TASK DESCRIPTION - Rewrite the lines from the one containing "Exercise. For every instance of the ceiling fan in" through the one containing "point(320, 115)", switching "ceiling fan" to "pendant lamp" and keeping everything else the same.

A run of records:
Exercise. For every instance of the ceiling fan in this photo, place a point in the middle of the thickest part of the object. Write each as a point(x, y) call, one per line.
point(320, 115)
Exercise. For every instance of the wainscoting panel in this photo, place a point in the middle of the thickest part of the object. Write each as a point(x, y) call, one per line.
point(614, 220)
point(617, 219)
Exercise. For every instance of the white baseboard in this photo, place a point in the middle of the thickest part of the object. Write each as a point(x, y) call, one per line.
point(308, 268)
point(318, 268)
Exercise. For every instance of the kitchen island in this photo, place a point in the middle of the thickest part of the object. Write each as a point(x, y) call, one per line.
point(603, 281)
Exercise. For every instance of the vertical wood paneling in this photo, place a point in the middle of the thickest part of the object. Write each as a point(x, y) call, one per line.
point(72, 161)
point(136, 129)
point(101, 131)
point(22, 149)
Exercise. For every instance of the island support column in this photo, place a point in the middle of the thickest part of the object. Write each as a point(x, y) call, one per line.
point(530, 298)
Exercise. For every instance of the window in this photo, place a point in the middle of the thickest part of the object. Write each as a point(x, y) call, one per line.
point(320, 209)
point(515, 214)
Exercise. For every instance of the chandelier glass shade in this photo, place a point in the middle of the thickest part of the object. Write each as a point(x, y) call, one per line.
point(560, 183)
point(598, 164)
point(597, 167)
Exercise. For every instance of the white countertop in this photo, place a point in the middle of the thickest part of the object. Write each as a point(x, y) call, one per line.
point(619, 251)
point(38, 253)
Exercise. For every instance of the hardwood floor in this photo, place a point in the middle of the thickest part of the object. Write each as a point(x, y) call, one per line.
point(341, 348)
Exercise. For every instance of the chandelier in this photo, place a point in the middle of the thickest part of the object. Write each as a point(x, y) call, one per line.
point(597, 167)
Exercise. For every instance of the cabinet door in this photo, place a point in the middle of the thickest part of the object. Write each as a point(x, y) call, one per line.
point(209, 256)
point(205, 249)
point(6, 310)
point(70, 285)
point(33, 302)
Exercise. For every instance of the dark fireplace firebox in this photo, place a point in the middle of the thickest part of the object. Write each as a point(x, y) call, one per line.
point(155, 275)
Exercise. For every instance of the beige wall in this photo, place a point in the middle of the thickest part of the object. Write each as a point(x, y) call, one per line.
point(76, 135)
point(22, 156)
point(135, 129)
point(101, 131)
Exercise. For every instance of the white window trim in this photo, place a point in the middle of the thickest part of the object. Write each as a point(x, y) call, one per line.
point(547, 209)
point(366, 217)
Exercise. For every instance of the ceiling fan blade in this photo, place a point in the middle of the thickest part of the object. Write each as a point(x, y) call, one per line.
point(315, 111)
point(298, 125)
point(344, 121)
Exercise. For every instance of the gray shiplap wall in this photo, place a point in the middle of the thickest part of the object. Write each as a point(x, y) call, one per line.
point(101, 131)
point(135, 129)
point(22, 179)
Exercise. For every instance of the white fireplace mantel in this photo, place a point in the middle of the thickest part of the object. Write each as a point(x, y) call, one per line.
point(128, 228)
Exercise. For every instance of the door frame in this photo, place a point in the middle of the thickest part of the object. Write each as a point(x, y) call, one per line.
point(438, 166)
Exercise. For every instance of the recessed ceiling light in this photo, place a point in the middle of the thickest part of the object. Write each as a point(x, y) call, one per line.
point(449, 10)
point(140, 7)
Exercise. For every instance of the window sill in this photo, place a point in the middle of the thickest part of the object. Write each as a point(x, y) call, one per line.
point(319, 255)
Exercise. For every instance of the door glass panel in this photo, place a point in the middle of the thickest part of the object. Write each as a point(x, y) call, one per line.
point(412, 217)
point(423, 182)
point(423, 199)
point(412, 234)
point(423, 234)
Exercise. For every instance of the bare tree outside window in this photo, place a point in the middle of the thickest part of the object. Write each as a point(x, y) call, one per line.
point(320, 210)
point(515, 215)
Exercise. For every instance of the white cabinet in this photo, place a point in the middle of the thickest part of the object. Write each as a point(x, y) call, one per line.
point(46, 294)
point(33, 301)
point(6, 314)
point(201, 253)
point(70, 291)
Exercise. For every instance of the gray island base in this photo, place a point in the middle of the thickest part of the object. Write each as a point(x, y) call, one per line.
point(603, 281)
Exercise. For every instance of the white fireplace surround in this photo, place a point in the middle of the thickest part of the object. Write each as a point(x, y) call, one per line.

--

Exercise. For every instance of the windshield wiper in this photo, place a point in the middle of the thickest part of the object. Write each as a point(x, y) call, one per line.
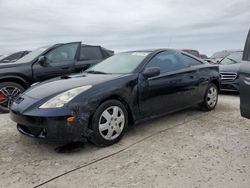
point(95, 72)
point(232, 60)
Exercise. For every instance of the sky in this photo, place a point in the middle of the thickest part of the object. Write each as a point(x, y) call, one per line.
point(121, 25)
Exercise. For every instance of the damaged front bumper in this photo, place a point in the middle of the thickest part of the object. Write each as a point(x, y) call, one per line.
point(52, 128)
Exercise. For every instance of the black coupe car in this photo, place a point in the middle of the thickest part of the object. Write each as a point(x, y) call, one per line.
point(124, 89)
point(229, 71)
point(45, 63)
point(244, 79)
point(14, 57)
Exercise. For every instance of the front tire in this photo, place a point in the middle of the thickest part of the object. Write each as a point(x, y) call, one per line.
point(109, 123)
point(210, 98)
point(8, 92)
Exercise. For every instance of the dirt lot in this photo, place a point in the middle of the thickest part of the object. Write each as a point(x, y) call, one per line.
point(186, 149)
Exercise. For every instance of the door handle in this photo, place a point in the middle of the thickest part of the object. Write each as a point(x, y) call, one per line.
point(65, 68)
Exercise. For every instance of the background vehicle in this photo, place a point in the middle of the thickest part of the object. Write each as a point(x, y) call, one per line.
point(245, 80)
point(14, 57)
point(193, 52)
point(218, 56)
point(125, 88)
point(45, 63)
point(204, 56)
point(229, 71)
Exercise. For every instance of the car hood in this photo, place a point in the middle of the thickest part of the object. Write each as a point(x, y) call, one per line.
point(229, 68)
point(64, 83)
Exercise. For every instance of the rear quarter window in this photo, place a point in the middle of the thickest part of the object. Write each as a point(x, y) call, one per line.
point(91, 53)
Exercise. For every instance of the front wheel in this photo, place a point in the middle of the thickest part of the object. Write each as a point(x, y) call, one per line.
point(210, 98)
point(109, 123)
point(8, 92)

...

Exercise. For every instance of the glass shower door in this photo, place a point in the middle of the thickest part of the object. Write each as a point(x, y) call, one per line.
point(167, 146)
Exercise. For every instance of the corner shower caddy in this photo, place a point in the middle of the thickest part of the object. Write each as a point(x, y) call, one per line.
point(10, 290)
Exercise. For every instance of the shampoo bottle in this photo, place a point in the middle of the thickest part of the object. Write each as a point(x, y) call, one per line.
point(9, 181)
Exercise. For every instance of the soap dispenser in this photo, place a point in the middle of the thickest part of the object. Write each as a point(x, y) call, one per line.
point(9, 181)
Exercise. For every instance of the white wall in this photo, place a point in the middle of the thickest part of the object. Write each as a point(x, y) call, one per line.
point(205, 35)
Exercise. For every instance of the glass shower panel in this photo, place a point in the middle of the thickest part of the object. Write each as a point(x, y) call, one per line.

THE OUTPUT -
Exercise. For every instance of the pendant lamp in this photo, place a point in the middle of the thickest part of the object. Write each as a point(x, y) call, one per line.
point(320, 115)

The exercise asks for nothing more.